Segment Start: Input for this task
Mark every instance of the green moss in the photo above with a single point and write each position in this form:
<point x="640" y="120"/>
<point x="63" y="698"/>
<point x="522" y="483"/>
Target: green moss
Segment End: Input for this task
Segment Start: Input for this task
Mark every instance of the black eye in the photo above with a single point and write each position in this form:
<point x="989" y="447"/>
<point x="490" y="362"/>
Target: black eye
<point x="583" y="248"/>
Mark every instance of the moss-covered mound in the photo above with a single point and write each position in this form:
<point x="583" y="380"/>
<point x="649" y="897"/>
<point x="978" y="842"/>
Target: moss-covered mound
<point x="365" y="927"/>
Segment End: Input for this task
# Problem statement
Using the listing above, locate the lines that hold "green" and copy each one.

# Output for this task
Mark every instance of the green moss in the photo above with a single point and write each position in this form:
Target: green moss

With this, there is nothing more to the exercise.